_YOUR TASK_
Pictures stay out of the copy. Everything else in the records must be repeated exactly.

= Beginning of Section =

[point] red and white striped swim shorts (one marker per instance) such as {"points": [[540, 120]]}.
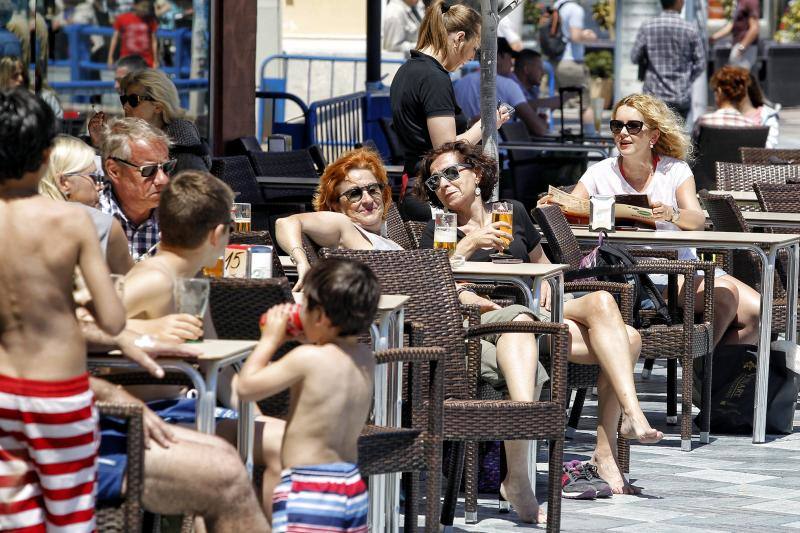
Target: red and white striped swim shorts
{"points": [[48, 449]]}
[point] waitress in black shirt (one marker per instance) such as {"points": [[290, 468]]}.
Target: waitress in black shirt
{"points": [[424, 108], [461, 178]]}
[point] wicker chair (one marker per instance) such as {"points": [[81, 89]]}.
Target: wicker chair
{"points": [[429, 282], [260, 237], [722, 143], [236, 305], [781, 198], [726, 216], [769, 156], [740, 177], [126, 517], [684, 341]]}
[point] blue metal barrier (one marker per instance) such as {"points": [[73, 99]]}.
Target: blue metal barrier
{"points": [[337, 124]]}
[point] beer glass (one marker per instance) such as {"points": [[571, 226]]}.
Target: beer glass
{"points": [[191, 297], [241, 217], [504, 212]]}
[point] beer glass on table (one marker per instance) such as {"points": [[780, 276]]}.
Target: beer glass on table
{"points": [[191, 297], [241, 217], [504, 212]]}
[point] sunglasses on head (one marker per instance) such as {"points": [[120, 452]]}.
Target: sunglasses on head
{"points": [[633, 126], [451, 173], [148, 171], [375, 190], [134, 100]]}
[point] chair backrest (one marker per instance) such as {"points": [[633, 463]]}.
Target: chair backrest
{"points": [[397, 149], [260, 237], [722, 143], [778, 197], [741, 177], [237, 304], [238, 173], [396, 229], [564, 247], [769, 156], [294, 164], [424, 276]]}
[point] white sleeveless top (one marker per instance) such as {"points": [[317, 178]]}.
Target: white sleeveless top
{"points": [[379, 242]]}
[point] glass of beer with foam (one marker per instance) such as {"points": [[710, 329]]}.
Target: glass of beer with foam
{"points": [[241, 217]]}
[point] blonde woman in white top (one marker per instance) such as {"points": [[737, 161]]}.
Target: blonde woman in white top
{"points": [[653, 149]]}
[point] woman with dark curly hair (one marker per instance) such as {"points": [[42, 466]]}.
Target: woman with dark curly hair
{"points": [[730, 89], [460, 177]]}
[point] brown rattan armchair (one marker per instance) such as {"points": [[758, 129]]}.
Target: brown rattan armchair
{"points": [[778, 197], [428, 281], [126, 517], [237, 304], [769, 156], [684, 341]]}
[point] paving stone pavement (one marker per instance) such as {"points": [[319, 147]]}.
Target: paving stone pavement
{"points": [[728, 485]]}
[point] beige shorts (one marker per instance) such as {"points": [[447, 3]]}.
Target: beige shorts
{"points": [[490, 370], [572, 74]]}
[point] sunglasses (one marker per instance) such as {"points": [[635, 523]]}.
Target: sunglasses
{"points": [[356, 193], [148, 171], [450, 173], [633, 126], [134, 100], [98, 180]]}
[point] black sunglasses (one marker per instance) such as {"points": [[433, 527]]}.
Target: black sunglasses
{"points": [[148, 171], [633, 126], [134, 100], [356, 193], [450, 173]]}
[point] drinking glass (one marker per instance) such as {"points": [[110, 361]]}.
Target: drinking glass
{"points": [[191, 297], [241, 216]]}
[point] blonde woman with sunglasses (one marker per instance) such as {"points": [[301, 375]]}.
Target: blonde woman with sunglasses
{"points": [[72, 175], [652, 152]]}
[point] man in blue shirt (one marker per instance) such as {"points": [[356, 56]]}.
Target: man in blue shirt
{"points": [[468, 92]]}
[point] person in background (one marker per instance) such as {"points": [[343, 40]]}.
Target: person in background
{"points": [[675, 57], [424, 109], [135, 32], [468, 92], [72, 176], [730, 89], [756, 108], [744, 27], [150, 95], [570, 68], [401, 20]]}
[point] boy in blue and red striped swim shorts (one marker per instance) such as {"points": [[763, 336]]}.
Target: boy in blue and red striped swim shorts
{"points": [[330, 380], [48, 423]]}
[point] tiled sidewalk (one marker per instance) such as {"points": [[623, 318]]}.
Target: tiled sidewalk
{"points": [[728, 485]]}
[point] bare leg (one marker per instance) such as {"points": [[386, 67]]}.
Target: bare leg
{"points": [[220, 491], [269, 438], [517, 356]]}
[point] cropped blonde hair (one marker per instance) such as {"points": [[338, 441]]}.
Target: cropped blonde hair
{"points": [[69, 154], [673, 141], [160, 88]]}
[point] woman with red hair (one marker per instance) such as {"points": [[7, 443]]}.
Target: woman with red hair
{"points": [[351, 203]]}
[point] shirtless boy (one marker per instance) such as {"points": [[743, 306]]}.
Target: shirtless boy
{"points": [[330, 379], [47, 458]]}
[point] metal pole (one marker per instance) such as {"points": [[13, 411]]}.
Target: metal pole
{"points": [[374, 45]]}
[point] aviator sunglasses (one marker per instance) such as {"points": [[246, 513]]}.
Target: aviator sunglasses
{"points": [[356, 193], [633, 126], [450, 173], [134, 100]]}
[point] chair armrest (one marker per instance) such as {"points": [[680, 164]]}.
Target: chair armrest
{"points": [[622, 290], [134, 415]]}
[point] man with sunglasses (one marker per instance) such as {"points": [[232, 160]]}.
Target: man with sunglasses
{"points": [[137, 164]]}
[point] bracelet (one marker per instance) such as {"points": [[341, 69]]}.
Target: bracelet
{"points": [[291, 254]]}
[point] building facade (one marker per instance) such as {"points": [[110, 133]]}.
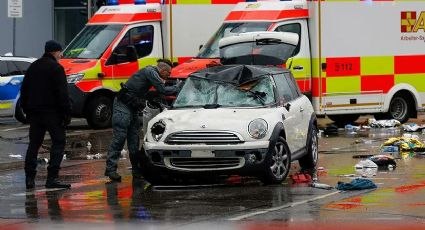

= End of Section =

_ANSWER TO THE EXERCISE_
[point] red and white striped swim shorts (one marker per instance) such as {"points": [[540, 120]]}.
Target: red and white striped swim shorts
{"points": [[48, 449]]}
[point] waitress in black shirt (one marker per instance) such as {"points": [[290, 468]]}.
Target: waitress in black shirt
{"points": [[424, 108], [461, 178]]}
[point] wicker chair (one marker per instance) such as {"points": [[81, 89]]}.
Target: wicker chair
{"points": [[429, 282], [260, 237], [722, 143], [236, 305], [781, 198], [726, 216], [769, 156], [740, 177], [126, 517], [684, 341]]}
[point] blue metal barrier (one marker per instance) such as {"points": [[73, 99]]}.
Target: blue metal barrier
{"points": [[337, 124]]}
[point] beer glass (one marker per instance) such as {"points": [[571, 226]]}.
Target: beer glass
{"points": [[191, 297], [241, 217], [504, 212]]}
[point] beer glass on table (one marker per instance) such as {"points": [[780, 276]]}.
Target: beer glass on table
{"points": [[191, 297], [241, 217], [504, 212]]}
[point] sunglasses on head (one marker per instance) such as {"points": [[120, 452]]}.
Target: sunglasses on head
{"points": [[633, 126], [451, 173], [148, 171], [375, 190], [134, 100]]}
[point] chair backrest (one marker per instance) such as {"points": [[633, 463]]}.
Target: chair backrest
{"points": [[397, 149], [260, 237], [722, 143], [778, 197], [741, 177], [237, 304], [238, 173], [396, 229], [564, 247], [769, 156], [294, 164], [424, 276]]}
[point] white sleeveless top (one marker per instance) such as {"points": [[317, 178]]}.
Target: white sleeveless top
{"points": [[379, 242]]}
[point] glass of beer with foam (one marker per instance) such as {"points": [[710, 329]]}.
Target: glass of beer with foam
{"points": [[241, 217]]}
[point] blonde woman in white top (one marker per instance) such as {"points": [[737, 161]]}.
Target: blonde woman in white top
{"points": [[653, 149]]}
[point] woman with dark curly hair (one marker per instance) such as {"points": [[42, 466]]}.
Target: woman with dark curly hair
{"points": [[730, 89], [460, 177]]}
[point] brown rattan armchair (one marker per instance) such as {"points": [[758, 129]]}.
Target: brown rattan armchair
{"points": [[778, 197], [428, 281], [126, 517], [237, 304], [769, 156], [684, 341]]}
[point] paving stone pavement (one marker per instance) such as {"points": [[319, 147]]}.
Target: paving stone pavement
{"points": [[728, 485]]}
[point] beige shorts (one marker per instance) such as {"points": [[447, 3]]}.
Target: beige shorts
{"points": [[490, 370], [572, 74]]}
[point] sunglasses (one marker per instance) such as {"points": [[635, 523]]}.
Target: sunglasses
{"points": [[356, 193], [148, 171], [450, 173], [633, 126], [134, 100], [98, 180]]}
[point] black sunglasses (one marker per instance) such as {"points": [[433, 527]]}.
Target: black sunglasses
{"points": [[148, 171], [633, 126], [134, 100], [356, 193], [450, 173]]}
[point] drinking glass (one marker per instance) such as {"points": [[110, 361]]}.
Target: drinking glass
{"points": [[191, 297], [241, 216]]}
[point] blonde woman with sunglasses (one marker per instance) such as {"points": [[301, 375]]}.
Target: blonde woman with sunglasses
{"points": [[72, 175], [652, 152]]}
[point] man in blue shirt (one marker per instance) such as {"points": [[356, 56]]}.
Target: man in blue shirt
{"points": [[468, 92]]}
[point] person in background (one marker per instance) such as {"points": [[343, 40]]}.
Target: person in background
{"points": [[675, 57], [424, 109], [135, 32], [468, 92], [72, 176], [730, 89], [756, 108], [744, 27], [150, 95], [570, 68], [401, 20]]}
[point] boy in blue and red striped swim shorts (one marker per instance) such as {"points": [[763, 336]]}.
Target: boy in blue and red striped swim shorts
{"points": [[330, 380], [48, 423]]}
[point] tiled sidewalk (one marker per instance) such as {"points": [[623, 318]]}.
Target: tiled sidewalk
{"points": [[728, 485]]}
[point] bare leg (one marker per instance) such as {"points": [[386, 67]]}.
Target: bare leg
{"points": [[220, 491], [269, 438], [517, 356]]}
[point] cropped blonde hair (one marker per instance) such as {"points": [[338, 441]]}.
Target: cropped blonde hair
{"points": [[69, 154], [673, 141], [160, 88]]}
[point] woman with red hair (one marker per instance) such as {"points": [[7, 443]]}.
Target: woman with red hair
{"points": [[351, 203]]}
[point] shirtless boy (one marker per instance) such as {"points": [[743, 306]]}.
Target: shirtless boy
{"points": [[330, 379], [47, 458]]}
[point] metal pole (one marker per instance) such as {"points": [[13, 411]]}.
Target: metal pole
{"points": [[374, 45]]}
[point] aviator sunglasses (one marker per instance) such as {"points": [[246, 513]]}.
Target: aviator sunglasses
{"points": [[356, 193], [633, 126], [450, 173], [134, 100]]}
[point] chair armrest (one marker per instance) such as {"points": [[680, 164]]}.
Target: chair armrest
{"points": [[622, 290], [134, 415]]}
[point] man with sunglasses (one marker per instance) such as {"points": [[232, 160]]}.
Target: man with sunglasses
{"points": [[137, 164]]}
[point] bracelet (one marker per instance) such as {"points": [[341, 69]]}.
Target: bracelet
{"points": [[291, 254]]}
[point] building facade (one marker per instance) such as {"points": [[110, 133]]}.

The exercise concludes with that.